▶ _TASK REQUIREMENTS_:
1/ Condense the paragraph in the MDMA passage that begins "Here is a drug" into a shorter version that keeps its main facts.
2/ Carry on the MDMA passage after its final sentence.

::: PAGE EXTRACT

Let me quote from Alexander Shulgin:

"Here is a drug that has the unusual property of, more often than not, freeing a patient in psychotherapy from the anxiety and lack of trust that often prevents the emotionally fragile person from expressing his feelings to another. And, as has been attested to by many therapists and patients, MDMA allows a personal perspective, which is called "insight," with a minimum amount of fear and self-censoring. All of this without any loss of self-control or rationality... I am completely convinced that this is the type of tool that must be developed and explored as a possible adjunct to psychotherapy."

But he also says:

"However, since it came to administrative attention at the same time that the Fentanyl analogs became notorious, it was labeled a designer drug, and condemned as an abuse drug that had no virtue. The DEA holds that it is a hallucinogen, which is simply untrue. MDMA is not a hallucinogen."

::::::
::: RECORDS PROVIDED

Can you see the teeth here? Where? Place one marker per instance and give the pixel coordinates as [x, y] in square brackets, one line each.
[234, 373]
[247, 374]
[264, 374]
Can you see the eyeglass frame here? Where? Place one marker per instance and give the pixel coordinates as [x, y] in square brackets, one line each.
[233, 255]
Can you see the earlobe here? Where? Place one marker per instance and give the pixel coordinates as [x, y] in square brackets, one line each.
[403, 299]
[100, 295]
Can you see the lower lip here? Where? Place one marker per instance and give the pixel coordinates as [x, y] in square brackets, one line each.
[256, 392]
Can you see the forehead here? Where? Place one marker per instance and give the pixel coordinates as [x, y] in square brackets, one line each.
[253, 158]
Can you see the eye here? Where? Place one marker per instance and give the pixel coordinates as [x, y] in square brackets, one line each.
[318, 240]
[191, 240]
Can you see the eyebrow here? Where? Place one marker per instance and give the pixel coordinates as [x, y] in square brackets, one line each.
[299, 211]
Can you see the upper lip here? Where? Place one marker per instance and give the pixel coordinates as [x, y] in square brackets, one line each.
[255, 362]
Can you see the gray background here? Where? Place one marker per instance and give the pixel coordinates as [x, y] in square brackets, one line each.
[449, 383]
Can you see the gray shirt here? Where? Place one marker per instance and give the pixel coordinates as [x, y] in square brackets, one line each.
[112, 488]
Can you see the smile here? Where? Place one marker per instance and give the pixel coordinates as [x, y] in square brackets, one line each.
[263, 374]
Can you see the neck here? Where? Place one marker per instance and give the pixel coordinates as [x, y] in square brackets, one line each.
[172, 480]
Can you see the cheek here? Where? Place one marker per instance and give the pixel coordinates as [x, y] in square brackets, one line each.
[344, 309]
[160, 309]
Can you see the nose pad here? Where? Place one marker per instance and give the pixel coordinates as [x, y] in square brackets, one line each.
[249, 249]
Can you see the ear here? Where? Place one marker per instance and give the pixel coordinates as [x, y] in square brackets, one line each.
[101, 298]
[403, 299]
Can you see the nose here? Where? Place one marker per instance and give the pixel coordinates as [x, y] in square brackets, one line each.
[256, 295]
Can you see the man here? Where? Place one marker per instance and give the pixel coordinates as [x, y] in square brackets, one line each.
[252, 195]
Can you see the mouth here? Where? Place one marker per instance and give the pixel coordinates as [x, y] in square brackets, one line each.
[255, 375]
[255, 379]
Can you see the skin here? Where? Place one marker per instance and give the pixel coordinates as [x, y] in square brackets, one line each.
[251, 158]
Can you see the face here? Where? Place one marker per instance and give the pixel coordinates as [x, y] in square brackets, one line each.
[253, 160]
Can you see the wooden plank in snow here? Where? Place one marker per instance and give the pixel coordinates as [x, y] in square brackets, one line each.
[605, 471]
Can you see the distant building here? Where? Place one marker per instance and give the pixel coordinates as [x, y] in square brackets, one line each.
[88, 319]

::::::

▶ _ANSWERS FOR EACH ITEM_:
1/ According to Shulgin, MDMA often frees psychotherapy patients from the anxiety and distrust that keep emotionally fragile people from sharing their feelings. Many therapists and patients report that it allows insight with little fear or self-censoring, and without any loss of self-control or rationality. He is convinced it should be developed and explored as a possible adjunct to psychotherapy.

2/
see: Barriers to Research, Alexander & Ann Shulgin, Yearbook for Ethnomedicine and the Study of Consciousness,, Issue 2, 1993, pp9-20.

> > As for free radical damage, there are MAOis but also other central antioxidants.
> I hope you just mean selegiline (you *do* know what happens when you take a nonselective MAOI with MDMA, right?

The would be a great danger of the serotonin syndrome IMHO.

> do we actually know this won't happen with selegiline? especially with an SSRI too?).

Well that's what the research says. Deprenyl(selegiline) is specific for MAO-B which effects dopamine. MAO-A effects serotonin and tyramine, and deprenyl doesn't inhibit MAO-A. This is why deprenyl is free of the so called 'cheese effect' (at clinical doses).
> > I think selective MAO inhibitors will be their resurrection. Side effects and interactions are few(er) and rare, and efficacy in depression is being demonstrated. What do you think?
> Not that you asked :), but I thought selegiline was much more difficult to tolerate than the nonselective MAOIs (I took it at high (nonselective) doses, though). It also did not work - doh.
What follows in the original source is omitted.